(Data extracted from a collection)
......
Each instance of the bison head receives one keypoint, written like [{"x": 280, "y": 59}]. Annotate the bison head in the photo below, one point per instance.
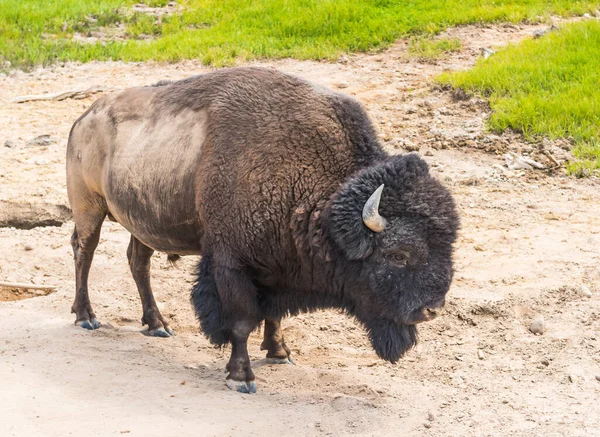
[{"x": 394, "y": 226}]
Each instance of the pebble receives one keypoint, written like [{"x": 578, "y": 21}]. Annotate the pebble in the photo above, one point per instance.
[
  {"x": 538, "y": 326},
  {"x": 41, "y": 140},
  {"x": 585, "y": 290}
]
......
- INSTRUCTIONS TO FOLLOW: Please retype the records above exactly, but leave out any pictures.

- ANSWER TO THE PROBLEM:
Each instance of the bison head receives one keypoint, written like [{"x": 280, "y": 59}]. Annotate the bison head in the photo below, one point per instance.
[{"x": 394, "y": 226}]
Each instance of the pebble receives one keypoint, written like [{"x": 578, "y": 21}]. Annotate the pebble in the photo above, one point per instance.
[
  {"x": 538, "y": 326},
  {"x": 41, "y": 140},
  {"x": 585, "y": 290}
]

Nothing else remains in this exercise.